● **Document**
The Detective As Truth-Seeker

A Ross MacDonald novel is more than a thriller.


A great many people who have never read a detective story believe they know well enough what they are like. They are merely puzzles told in the form of a story; the reader's goal is simply to figure out "whodunit" before the sleuth does. The author helps him by planting "clues" along the reader's path, and the reader must find those clues.

But the clues are cunningly disguised and surrounded by red herrings that go off like harmless land mines under the reader's feet. For instance, someone is found stabbed to death and there is no weapon in sight, only a mysterious wet spot around the fatal wound (it is later revealed that he was stabbed with an icicle that subsequently melted). Or the sleuth finds the body of Sir Egbert Mollycoddle, beaten to death, but not a single clue…unless that leg of mutton on the floor is one (he later proves, with a few facts and a chain of syllogisms, that the mutton was frozen at the time of the murder and was in fact the blunt instrument that changed the shape of the late Egbert's head).

The criminals in such stories kill from motives that would never drive anyone we know to an act of violence: for instance, the desire to prove that one is more intelligent than the police (big deal). The author tells his story with a frivolous, Hitchcockian amusement, suggesting that his attitude is really the same as his imaginary killer's—murder, the ultimate act of cruelty, is treated as a pretext for a pointless display of cleverness.


Of course, this is not the sort of story Ross MacDonald writes. He is by all accounts the best living exponent of a tradition that rejected this sort of mystery writing about 60 years ago. That tradition, which is most often called "hard-boiled detective fiction," was developed by a group of American pulp magazine writers in the 1920s. Certainly the best of them was former Pinkerton detective Dashiell Hammett, whose first novel, Red Harvest, was published in 1929. With the appearance of this bloody yarn, as Raymond Chandler later said, "Hammett took murder out of the Venetian vase and dropped it into the alley"; he "gave murder back to the kind of people who commit it for a reason, not just to provide a corpse."

This gritty and sometimes shocking realism was the most obvious innovation of Hammett and the other early hard-boiled writers. More important was the fact that they created an alternative to the bemused detachment that dominated English crime writing at the time. Of course, the alternative could not mean avoiding detachment altogether: mysteries are written and read in larger quantities than other types of fiction, and no one who is not sadistic or masochistic could either read or write many tales of murder in a state of sensitive and passionate involvement.

What they created was a new and more honest kind of detachment: a distinctive bullet-biting toughness. Their humor was bitter and ironic, and not cute, as befits their subject matter. This new attitude, which is exactly what is "hard-boiled" about this kind of writing, makes it possible to acknowledge the real horror of human destructiveness while holding the distance needed to preserve one's sanity.

Hammett was the great pioneer. Raymond Chandler built on the foundations laid by Hammett's brisk, sophisticated melodramas in a series of novels beginning with The Big Sleep (1939), adding some things that were entirely his own—mainly, a vividly atmospheric style as richly orchestrated as a Puccini opera. Each of Chandler's stories is a journey to another time and place—usually in and around the Los Angeles of the '30s and '40s—and each time he convinces us that we know how it looks and smells.

● **Directive 1**
According to the essay on detective fiction, in what year was Dashiell Hammett's first novel, Red Harvest, published?
● **Directive 2**
Carry on writing the essay on hard-boiled detective fiction, starting right after its final sentence.
The data comes from a separate source and is unrelated to the essay on detective fiction.

● **Data excerpts**
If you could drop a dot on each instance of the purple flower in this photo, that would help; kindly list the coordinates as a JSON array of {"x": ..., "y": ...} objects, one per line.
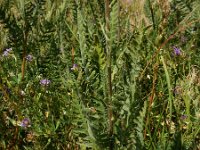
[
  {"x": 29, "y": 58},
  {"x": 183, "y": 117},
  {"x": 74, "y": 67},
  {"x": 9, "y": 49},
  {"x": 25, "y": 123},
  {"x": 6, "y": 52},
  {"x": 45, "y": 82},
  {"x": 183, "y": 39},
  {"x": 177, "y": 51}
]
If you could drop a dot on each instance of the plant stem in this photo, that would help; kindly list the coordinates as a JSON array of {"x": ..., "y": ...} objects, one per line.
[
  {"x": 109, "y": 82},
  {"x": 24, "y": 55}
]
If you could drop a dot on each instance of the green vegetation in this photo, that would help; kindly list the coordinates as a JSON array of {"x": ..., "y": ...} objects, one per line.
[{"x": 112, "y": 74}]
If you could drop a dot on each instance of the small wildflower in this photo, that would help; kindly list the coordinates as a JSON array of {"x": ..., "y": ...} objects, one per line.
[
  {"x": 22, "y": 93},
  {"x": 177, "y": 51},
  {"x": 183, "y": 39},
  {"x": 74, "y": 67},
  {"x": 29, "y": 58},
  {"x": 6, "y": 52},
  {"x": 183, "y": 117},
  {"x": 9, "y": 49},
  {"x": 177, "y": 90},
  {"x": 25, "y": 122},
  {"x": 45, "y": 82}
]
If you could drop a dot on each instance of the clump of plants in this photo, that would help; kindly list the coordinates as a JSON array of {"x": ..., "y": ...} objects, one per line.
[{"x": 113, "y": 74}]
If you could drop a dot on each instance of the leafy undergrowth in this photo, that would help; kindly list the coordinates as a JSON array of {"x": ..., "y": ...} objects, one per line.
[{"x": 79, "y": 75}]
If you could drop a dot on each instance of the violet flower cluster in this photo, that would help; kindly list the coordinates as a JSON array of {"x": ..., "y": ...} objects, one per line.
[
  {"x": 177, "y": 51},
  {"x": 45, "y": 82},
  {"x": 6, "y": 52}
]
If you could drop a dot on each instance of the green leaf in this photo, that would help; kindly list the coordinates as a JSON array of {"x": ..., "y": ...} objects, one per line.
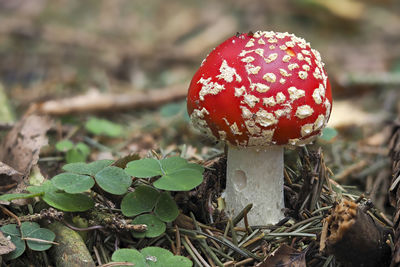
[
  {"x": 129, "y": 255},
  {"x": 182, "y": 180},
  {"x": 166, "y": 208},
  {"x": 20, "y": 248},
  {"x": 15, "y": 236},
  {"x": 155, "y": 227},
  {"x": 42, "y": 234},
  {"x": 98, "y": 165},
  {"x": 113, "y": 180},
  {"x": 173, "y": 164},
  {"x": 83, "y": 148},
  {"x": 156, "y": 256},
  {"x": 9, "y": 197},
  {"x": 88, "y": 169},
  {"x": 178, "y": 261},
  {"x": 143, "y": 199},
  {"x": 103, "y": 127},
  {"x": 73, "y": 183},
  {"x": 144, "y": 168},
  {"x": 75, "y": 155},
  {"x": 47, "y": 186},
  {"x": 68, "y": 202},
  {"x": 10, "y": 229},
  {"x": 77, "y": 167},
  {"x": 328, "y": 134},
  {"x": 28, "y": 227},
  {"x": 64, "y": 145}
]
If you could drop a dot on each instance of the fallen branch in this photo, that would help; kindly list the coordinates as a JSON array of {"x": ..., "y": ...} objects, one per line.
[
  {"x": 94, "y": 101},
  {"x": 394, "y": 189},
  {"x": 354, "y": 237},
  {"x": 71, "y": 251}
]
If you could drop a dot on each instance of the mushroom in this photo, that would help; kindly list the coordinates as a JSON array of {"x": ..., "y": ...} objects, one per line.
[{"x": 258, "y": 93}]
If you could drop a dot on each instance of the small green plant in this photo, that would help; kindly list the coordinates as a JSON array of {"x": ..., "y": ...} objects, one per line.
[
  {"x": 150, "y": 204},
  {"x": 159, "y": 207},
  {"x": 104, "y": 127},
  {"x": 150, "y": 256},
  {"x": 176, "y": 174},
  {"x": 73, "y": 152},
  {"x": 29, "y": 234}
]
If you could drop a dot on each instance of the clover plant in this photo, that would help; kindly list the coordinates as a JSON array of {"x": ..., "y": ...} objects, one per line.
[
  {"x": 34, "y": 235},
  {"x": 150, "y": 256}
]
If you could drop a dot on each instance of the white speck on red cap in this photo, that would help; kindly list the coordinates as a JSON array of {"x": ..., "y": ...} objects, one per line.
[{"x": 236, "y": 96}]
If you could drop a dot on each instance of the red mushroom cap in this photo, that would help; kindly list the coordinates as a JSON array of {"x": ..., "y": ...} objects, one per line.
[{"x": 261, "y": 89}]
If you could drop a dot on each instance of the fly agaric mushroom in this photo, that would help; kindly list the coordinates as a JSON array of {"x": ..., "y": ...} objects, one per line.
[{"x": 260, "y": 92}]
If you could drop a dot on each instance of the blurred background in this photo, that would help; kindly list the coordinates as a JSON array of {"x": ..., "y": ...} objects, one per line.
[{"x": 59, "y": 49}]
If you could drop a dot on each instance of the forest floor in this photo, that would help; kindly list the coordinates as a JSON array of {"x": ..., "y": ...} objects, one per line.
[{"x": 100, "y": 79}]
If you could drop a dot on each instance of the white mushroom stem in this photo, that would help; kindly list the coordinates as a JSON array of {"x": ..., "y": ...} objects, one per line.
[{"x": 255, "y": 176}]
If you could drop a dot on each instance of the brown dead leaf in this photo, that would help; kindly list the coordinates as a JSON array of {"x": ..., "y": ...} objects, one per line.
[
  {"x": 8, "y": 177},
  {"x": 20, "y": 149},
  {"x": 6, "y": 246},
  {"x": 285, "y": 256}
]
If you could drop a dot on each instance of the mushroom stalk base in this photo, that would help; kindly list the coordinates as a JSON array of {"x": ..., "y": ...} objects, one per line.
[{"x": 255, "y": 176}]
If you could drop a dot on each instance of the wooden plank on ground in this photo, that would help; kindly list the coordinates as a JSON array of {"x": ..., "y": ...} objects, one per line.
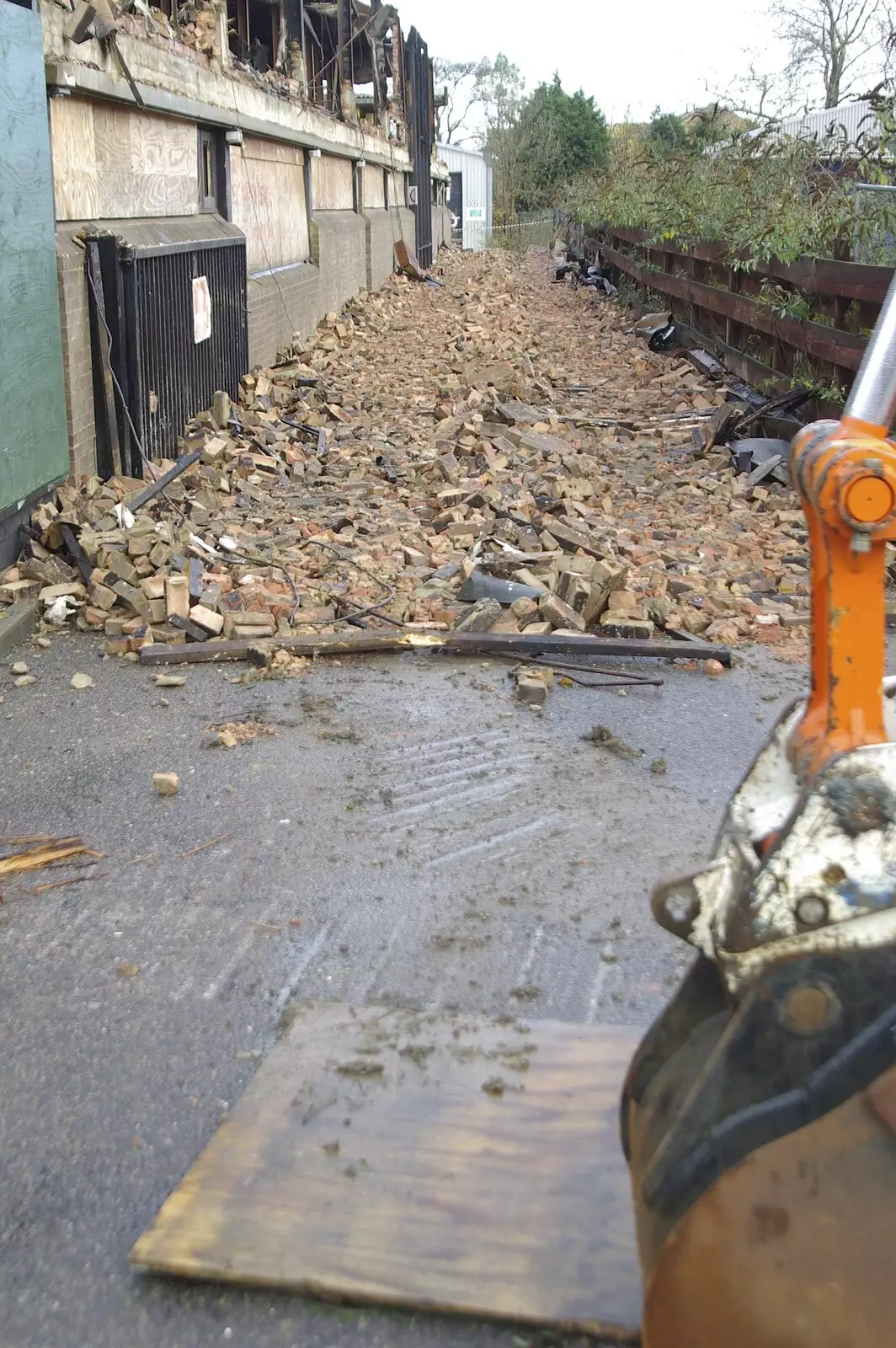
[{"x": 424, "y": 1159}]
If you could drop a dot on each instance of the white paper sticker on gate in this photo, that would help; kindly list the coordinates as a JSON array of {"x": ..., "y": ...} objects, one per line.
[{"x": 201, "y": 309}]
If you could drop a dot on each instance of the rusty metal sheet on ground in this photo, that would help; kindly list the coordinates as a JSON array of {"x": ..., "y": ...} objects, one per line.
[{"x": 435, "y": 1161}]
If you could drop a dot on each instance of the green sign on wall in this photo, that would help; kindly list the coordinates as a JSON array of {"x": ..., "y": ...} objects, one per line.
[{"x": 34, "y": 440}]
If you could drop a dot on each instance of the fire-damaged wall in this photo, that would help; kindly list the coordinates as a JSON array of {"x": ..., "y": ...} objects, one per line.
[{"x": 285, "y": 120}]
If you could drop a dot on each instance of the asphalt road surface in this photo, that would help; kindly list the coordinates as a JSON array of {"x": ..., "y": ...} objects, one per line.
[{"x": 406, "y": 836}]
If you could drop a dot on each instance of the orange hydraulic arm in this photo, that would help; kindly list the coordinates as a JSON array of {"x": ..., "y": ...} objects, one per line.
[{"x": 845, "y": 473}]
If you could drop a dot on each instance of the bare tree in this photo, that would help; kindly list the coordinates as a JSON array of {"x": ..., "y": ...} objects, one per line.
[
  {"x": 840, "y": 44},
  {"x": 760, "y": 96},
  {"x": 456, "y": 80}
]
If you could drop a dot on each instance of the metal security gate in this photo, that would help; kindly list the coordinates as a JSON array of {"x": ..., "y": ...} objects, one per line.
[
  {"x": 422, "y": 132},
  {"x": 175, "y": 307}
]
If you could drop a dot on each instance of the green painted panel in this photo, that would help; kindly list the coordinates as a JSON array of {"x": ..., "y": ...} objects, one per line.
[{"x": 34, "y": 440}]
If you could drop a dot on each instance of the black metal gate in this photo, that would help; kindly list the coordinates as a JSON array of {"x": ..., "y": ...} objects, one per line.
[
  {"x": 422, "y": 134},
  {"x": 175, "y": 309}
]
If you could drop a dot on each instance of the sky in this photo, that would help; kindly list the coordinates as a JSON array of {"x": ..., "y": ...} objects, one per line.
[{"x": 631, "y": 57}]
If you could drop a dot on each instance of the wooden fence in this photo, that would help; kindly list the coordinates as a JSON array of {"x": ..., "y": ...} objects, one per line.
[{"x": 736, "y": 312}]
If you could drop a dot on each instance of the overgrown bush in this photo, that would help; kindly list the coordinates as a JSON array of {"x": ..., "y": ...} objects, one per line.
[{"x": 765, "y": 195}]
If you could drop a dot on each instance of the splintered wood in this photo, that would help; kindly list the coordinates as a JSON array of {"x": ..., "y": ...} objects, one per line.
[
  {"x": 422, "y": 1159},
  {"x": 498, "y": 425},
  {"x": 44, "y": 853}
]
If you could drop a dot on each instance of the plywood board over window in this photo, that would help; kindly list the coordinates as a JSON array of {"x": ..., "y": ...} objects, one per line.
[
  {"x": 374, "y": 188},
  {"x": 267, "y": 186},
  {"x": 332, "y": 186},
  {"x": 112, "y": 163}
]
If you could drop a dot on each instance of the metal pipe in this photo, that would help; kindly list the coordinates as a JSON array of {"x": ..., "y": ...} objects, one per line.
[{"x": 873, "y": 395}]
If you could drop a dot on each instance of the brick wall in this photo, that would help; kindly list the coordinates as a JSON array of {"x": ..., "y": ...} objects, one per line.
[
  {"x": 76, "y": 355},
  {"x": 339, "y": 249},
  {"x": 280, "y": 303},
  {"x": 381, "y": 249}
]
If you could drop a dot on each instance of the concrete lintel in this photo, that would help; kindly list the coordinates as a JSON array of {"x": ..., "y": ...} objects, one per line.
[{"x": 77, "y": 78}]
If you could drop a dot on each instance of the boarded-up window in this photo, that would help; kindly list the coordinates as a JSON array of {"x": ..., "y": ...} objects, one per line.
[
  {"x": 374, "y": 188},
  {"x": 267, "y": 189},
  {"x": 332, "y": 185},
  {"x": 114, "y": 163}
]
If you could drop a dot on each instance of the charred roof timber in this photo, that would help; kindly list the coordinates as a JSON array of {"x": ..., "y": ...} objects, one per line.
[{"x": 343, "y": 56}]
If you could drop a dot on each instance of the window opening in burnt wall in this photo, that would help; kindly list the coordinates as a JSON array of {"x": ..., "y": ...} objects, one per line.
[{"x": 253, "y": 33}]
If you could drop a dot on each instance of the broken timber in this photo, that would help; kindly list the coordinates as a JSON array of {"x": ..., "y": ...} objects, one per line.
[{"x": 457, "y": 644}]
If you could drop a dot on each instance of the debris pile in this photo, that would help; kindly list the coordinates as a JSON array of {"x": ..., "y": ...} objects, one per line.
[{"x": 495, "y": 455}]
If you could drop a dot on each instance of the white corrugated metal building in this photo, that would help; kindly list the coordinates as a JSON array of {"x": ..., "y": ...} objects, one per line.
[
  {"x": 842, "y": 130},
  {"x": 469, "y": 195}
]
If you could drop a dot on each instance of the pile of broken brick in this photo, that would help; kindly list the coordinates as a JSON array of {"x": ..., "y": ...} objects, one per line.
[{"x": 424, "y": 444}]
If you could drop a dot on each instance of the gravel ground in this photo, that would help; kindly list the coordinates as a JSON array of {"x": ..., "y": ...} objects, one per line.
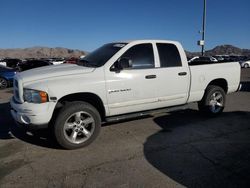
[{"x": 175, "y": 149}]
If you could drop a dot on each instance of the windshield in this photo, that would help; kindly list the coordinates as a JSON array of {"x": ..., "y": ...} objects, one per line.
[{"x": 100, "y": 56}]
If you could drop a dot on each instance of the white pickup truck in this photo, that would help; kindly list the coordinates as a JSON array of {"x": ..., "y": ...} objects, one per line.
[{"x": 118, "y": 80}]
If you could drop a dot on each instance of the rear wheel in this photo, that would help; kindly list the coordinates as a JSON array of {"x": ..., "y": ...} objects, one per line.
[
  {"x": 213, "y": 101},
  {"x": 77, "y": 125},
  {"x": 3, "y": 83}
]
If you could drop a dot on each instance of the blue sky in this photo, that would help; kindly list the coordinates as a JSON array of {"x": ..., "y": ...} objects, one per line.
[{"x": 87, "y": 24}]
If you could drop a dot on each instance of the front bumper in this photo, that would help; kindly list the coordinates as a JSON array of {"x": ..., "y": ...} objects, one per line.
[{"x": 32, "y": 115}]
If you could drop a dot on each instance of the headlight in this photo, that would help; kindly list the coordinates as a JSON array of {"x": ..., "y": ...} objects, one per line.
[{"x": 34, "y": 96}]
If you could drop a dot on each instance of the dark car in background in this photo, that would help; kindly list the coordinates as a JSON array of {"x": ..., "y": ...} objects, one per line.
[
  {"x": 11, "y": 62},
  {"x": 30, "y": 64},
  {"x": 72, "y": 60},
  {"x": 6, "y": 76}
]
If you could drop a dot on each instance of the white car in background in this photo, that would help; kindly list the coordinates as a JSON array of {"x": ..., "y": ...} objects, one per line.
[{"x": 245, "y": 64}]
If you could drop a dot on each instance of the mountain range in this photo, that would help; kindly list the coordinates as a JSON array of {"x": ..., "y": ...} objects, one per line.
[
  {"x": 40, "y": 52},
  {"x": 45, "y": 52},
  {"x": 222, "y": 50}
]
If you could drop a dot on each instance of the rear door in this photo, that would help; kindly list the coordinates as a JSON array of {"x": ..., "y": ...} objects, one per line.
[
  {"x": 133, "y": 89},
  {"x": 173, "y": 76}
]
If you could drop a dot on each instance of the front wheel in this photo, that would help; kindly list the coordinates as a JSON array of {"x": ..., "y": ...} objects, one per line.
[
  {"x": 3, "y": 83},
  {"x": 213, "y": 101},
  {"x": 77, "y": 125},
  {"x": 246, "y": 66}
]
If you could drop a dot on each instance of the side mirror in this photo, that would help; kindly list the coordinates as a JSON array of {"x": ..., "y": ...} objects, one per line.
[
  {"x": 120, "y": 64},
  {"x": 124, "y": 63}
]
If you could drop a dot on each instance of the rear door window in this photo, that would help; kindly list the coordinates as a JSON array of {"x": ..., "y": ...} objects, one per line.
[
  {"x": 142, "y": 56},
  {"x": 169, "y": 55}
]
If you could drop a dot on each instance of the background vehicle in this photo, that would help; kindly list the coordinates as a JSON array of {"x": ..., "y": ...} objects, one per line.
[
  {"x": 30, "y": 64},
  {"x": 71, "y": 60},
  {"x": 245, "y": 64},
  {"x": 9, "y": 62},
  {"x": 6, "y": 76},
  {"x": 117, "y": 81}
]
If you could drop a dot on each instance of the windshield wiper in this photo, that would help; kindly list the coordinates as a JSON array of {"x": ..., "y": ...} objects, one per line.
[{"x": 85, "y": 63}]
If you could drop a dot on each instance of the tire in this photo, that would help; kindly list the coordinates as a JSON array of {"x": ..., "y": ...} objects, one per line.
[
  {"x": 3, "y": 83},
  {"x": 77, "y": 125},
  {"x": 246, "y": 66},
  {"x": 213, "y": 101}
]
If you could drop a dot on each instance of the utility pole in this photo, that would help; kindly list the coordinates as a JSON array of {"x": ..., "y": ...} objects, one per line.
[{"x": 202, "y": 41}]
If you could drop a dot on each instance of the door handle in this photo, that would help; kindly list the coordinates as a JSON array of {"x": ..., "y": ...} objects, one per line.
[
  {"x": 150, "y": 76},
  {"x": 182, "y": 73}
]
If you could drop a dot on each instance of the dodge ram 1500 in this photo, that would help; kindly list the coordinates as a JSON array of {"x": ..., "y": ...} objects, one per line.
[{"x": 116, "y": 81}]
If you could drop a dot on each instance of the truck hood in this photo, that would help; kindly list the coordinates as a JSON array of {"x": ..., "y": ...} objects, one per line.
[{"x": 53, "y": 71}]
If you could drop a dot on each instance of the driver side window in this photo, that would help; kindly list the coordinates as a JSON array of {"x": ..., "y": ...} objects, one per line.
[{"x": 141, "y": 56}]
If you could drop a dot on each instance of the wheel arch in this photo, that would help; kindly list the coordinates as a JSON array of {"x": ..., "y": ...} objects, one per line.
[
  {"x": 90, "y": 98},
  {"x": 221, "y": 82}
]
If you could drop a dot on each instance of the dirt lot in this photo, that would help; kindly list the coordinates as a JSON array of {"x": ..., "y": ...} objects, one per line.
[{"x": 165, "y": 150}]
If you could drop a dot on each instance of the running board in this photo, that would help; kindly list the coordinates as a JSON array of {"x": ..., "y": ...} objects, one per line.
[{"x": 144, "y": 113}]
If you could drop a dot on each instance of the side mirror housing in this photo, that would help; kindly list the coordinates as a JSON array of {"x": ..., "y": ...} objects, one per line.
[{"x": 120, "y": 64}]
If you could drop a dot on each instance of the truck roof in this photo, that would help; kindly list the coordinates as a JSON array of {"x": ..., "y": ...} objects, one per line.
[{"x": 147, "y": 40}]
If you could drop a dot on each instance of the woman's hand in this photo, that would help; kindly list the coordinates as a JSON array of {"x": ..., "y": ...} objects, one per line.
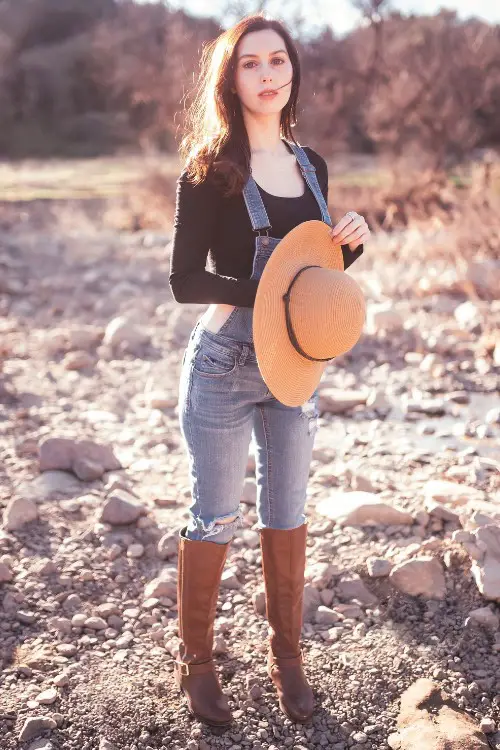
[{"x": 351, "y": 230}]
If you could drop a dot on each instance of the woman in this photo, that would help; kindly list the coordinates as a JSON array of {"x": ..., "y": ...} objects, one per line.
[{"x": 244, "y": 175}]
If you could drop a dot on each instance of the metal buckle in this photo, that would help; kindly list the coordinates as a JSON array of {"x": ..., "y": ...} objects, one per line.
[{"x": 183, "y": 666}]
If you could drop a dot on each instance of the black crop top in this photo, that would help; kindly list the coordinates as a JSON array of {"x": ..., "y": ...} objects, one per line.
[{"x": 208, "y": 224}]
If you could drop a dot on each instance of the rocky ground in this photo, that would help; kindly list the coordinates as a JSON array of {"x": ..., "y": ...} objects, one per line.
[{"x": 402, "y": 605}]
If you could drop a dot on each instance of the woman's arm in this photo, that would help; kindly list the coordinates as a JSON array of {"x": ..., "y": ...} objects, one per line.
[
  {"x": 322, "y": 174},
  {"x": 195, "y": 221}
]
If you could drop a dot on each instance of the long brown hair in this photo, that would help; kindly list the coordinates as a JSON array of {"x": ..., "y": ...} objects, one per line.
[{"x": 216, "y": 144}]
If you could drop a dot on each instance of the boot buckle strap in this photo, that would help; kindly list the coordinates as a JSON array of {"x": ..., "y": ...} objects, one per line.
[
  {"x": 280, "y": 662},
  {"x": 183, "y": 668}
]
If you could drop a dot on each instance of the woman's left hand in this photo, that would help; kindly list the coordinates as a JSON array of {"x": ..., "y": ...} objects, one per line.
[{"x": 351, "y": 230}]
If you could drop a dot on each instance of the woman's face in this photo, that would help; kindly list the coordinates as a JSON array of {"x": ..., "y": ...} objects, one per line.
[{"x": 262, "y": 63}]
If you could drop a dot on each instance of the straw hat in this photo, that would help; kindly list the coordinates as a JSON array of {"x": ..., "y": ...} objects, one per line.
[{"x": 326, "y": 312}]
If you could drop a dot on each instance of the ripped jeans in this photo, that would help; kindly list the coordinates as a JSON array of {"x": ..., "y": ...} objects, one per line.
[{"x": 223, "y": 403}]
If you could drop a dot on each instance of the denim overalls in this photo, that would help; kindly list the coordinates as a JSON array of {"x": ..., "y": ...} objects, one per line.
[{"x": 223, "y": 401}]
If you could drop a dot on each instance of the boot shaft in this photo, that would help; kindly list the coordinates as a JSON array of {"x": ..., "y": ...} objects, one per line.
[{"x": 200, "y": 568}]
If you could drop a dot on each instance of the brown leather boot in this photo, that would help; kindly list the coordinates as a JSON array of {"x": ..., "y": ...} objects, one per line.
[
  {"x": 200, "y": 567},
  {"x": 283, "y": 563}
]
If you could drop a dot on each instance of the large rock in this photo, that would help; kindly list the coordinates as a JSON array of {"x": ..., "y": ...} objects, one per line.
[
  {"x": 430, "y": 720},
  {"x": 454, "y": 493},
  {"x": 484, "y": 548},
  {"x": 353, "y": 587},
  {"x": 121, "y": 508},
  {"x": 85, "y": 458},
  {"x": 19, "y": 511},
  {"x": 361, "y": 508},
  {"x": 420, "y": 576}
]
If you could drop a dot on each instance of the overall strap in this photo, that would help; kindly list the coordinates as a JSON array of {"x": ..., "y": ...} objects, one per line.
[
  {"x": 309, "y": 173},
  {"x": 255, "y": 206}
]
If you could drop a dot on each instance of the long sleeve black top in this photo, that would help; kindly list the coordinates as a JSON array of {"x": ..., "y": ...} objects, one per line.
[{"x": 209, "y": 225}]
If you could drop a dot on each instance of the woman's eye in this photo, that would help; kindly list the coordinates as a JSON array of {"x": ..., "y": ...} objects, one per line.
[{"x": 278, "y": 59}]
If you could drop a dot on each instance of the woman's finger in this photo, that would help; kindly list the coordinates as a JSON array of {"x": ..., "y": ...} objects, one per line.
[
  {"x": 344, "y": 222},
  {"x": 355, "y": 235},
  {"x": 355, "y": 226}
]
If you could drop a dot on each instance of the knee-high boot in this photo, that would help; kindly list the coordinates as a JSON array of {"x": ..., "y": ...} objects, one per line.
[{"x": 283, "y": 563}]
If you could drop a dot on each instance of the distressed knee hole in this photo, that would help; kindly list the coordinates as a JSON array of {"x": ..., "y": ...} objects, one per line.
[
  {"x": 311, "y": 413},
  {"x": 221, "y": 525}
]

● **Final result 1**
1929

● **Final result 2**
Unlike Hammett (who only wrote five novels) and Chandler (who wrote a total of seven), Ross MacDonald has been consistently productive, writing a book about every year and a half for the past three decades. The Blue Hammer, his latest, shows that he is still going strong: it is one of his best. Yet although he is by far a more dependable producer, readers who love his two classic predecessors sometimes find MacDonald disappointing. Next to Hammett's exhilarating directness and moral simplicity, MacDonald's psychological studies—full of Freudian themes and hints of the complexity of moral truth—can seem pretentious. They don't have the sort of atmosphere that Chandler's stories have: the reader is only aware of time and place to the extent that the author explicitly tells him when and where the story is supposed to be taking place.

There really isn't much to distinguish his novels from one another, and it is hard to remember which is which after one has read several. One MacDonald reader told us that she finds herself beginning one only to realize she has read it before. They have an unusually large cast of characters (about 15 important ones in each), and the author makes no attempt to explore any one of them in depth. While we remember all five of the major characters in Hammett's The Maltese Falcon with a sort of reluctant affection, we generally don't remember MacDonald's characters as individuals at all.

We should think twice, though, before holding against him the near-interchangeability of his books. He is easily good enough that if he misses achieving a certain effect, he must not be aiming at it. To appreciate what he does achieve, we have to look where he is aiming.


Although the art of close and careful plotting often seems to be dead in contemporary literature, in MacDonald it thrives. He dazzles the reader by fully exploiting a certain unique possibility of mystery plotting.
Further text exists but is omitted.